§ Exercise objective: Rewrite the stretch of the post on movies and Qbasic from "Then I watched" through "gone wild show.", putting "diversion" in place of "entertainment".

§ Document extract:

####

           Then I watched Paul Hogan movie, “Lightning Jack”. It’s the old outlaw cowboy plot but face it, his one-dimensional acting is still better than most anything from the last two generations here. It’s entertainment, if like me, you’ve never seen most of them. Like this submarine movie “Below”, which I think is about a haunted submarine. Duh. And “Last Man Standing”, all new to me. Same with “Most Wanted”, another sniper gone wild show.
           I’m finding so many variations and versions of Qbasic, it is hard to find which is the most current. Whereas I date every post, other writers don’t seem consider it important enough to bother with. Fortunately, for what research I do, dates are not that critical. Have you heard of Cunningham’s Law? It states, “The best way to get the right answer on the Internet is not to ask a question, it's to post the wrong answer."

####

§ Supplied entries:

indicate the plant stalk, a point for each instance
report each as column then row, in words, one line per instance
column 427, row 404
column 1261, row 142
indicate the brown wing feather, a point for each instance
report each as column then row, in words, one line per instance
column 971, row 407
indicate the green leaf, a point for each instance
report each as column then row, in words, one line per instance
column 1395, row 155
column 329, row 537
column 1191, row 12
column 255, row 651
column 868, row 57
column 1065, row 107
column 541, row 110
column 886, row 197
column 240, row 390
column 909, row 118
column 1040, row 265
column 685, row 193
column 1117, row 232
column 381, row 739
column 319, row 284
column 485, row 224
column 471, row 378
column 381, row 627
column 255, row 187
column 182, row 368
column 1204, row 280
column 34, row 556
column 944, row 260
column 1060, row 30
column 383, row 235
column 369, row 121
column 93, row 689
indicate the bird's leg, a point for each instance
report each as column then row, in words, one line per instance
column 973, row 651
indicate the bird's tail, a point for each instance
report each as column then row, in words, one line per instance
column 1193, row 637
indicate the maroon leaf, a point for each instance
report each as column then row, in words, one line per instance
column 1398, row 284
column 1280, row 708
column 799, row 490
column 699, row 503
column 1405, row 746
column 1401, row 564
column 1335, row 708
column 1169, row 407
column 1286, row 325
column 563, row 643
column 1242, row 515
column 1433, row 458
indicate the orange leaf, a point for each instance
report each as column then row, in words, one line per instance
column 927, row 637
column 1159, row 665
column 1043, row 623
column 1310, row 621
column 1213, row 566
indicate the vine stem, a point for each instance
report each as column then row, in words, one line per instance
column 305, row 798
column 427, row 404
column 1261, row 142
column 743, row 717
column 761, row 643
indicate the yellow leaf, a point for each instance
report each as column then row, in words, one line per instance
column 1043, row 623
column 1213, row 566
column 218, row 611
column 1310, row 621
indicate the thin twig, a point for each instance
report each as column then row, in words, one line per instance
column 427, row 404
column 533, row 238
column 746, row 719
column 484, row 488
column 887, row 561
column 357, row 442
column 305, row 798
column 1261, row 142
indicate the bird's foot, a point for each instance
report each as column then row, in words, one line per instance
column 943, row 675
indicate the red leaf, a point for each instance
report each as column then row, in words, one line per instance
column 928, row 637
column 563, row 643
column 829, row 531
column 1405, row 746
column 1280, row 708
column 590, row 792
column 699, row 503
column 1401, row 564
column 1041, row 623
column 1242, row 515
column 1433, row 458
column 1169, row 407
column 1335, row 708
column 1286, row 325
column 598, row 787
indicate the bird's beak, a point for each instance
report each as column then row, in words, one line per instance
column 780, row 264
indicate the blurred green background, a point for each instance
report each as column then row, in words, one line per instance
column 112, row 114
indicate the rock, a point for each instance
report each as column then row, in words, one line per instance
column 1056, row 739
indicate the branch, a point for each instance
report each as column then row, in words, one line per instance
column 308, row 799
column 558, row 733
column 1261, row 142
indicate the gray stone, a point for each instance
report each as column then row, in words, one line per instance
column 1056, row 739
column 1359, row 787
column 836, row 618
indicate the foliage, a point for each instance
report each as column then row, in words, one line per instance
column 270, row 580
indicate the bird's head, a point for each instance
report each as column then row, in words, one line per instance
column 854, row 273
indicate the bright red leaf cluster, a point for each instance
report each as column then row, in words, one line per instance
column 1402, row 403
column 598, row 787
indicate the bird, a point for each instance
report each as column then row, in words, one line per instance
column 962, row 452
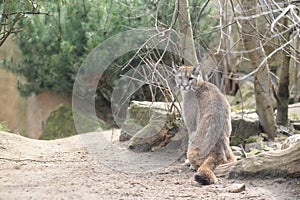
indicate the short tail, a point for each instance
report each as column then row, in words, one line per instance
column 202, row 179
column 205, row 178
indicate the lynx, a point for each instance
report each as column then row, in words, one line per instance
column 206, row 114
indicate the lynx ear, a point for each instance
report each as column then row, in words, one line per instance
column 196, row 69
column 175, row 67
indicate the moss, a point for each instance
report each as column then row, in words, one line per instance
column 254, row 138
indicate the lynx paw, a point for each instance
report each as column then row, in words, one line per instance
column 204, row 179
column 189, row 165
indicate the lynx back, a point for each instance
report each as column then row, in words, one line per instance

####

§ Finished exercise:
Then I watched Paul Hogan movie, “Lightning Jack”. It’s the old outlaw cowboy plot but face it, his one-dimensional acting is still better than most anything from the last two generations here. It’s diversion, if like me, you’ve never seen most of them. Like this submarine movie “Below”, which I think is about a haunted submarine. Duh. And “Last Man Standing”, all new to me. Same with “Most Wanted”, another sniper gone wild show.